**Supplied text**
++++++++++++++++++++
Syrians return to towns liberated with Turkish help for Muslim holiday
Turkey has temporarily reopened its border crossings to war-torn Syria ahead of the Muslim holiday Eid al-Fitr as Syrian refugees seek to mark the festive occasion in their hometowns that were liberated during Turkish-backed military operations
As Eid al-Fitr, a Muslim holiday marking the end of the fasting month of Ramadan, approaches, Turkey has reopened one of its border crossings with Syria to allow refugees from the conflict-ridden country to return home. Seeking to spend the holiday in their homeland, Syrians flocked to the Öncüpınar border crossing in the southern city of Kilis to travel home. The majority of refugees traveled to towns and cities liberated by the Free Syrian Army (FSA) backed by the Turkish Armed Forces (TSK).
Some 2,000 Syrians crossed into Syria yesterday morning. Elderly and disabled Syrians were given priority, while police officers helped them to walk to the Syrian side where they boarded buses. The crossing will be open until June 13 for holidaymakers who are required to register online for travel permits to the towns and cities of Azez, Mare, Soran, Aktarin, Afrin, Jarablus and al-Bab. Crossings are strictly monitored, while a mobile clinic has been set up at Öncüpınar for vaccinating children accompanying their families to the Syrian side.
++++++++++++++++++++
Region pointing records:
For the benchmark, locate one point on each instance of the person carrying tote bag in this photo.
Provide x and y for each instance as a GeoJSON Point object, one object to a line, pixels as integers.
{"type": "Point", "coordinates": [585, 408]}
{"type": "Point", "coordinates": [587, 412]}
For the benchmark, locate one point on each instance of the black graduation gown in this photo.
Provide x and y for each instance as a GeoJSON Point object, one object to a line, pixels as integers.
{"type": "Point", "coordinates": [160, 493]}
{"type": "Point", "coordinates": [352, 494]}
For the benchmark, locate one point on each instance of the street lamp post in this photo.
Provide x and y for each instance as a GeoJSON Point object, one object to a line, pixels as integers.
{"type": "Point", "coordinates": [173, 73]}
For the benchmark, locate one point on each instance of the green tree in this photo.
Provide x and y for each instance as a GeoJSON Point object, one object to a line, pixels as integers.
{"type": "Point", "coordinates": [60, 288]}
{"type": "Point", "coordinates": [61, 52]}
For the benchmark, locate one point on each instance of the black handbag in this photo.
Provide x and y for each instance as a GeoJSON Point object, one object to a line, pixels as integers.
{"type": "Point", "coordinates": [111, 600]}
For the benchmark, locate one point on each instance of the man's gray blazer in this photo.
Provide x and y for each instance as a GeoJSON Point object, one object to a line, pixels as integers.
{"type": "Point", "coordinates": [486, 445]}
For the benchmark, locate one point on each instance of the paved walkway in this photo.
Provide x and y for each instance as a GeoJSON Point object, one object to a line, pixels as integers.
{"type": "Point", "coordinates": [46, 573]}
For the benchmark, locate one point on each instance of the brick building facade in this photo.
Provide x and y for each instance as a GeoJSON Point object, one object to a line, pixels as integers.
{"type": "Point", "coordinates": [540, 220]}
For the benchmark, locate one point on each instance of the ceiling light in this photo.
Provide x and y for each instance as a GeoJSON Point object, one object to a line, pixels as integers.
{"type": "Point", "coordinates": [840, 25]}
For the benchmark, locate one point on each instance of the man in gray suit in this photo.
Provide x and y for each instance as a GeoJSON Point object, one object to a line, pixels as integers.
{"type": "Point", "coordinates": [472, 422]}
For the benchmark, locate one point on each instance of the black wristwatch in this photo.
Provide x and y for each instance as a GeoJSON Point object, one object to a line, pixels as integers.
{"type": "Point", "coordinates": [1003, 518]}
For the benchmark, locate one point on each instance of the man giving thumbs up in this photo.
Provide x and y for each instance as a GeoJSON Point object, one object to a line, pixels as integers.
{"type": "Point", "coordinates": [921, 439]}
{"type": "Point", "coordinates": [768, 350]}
++++++++++++++++++++
**Explore the material**
a. From the report on Syrians returning home for Eid al-Fitr, list every town and city named as a destination for which holidaymakers must register online for travel permits.
b. Continue the report on Syrians crossing home for Eid al-Fitr from its last sentence.
None of the records are needed for this work.

**Results for each task**
a. Azez, Mare, Soran, Aktarin, Afrin, Jarablus, al-Bab

b.
Khalil Halo left Syria eight years ago when an uprising against the Bashar Assad regime escalated into an all-out civil war. He is among the more than 3.5 million Syrian refugees in Turkey - which currently has the largest Syrian refugee population in the world. His married daughter is among the relatives he left back in his home country. "I've missed her very much. She has given birth to three children and I've never met them. It'll be the first time they'll see their grandfather," the excited man told Anadolu Agency (AA).
Ismail Hajhassan was separated from his newborn son and family two years ago when the family split up to flee the violence in Syria. He will now reunite with them "thanks to the Turkish state." "We are grateful that they cleared our towns of terrorists," he says.
Many returnees had been living in areas controlled by Daesh or the People's Protection Units (YPG), an affiliate of the terrorist group PKK, in Syria's northern regions bordering with Turkey. Turkey cleared an area of 4,000 square kilometers from the two terrorist groups in operations in 2016 and this year by helping the FSA weed out terrorists from al-Bab, Jarablus and other towns in Operation Euphrates Shield and Afrin in Operation Olive Branch.
Öncüpınar and other border crossing Cilvegözü will reopen between June 26 and July 6 for Syrians to return, eleven days after the start of Eid al-Fitr.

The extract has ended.